Please write out the listing again, keeping every character the same.

MATERIAL PROVIDED -

=== Section Start ===

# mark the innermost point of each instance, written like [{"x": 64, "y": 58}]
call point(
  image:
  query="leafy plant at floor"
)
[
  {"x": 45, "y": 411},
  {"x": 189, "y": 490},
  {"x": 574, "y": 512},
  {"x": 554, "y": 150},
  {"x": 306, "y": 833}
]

=== Section End ===

SOLUTION -
# mark the innermost point of each instance, written like [{"x": 64, "y": 58}]
call point(
  image:
  query="leafy plant at floor"
)
[
  {"x": 45, "y": 411},
  {"x": 189, "y": 490},
  {"x": 574, "y": 512},
  {"x": 554, "y": 150},
  {"x": 306, "y": 833}
]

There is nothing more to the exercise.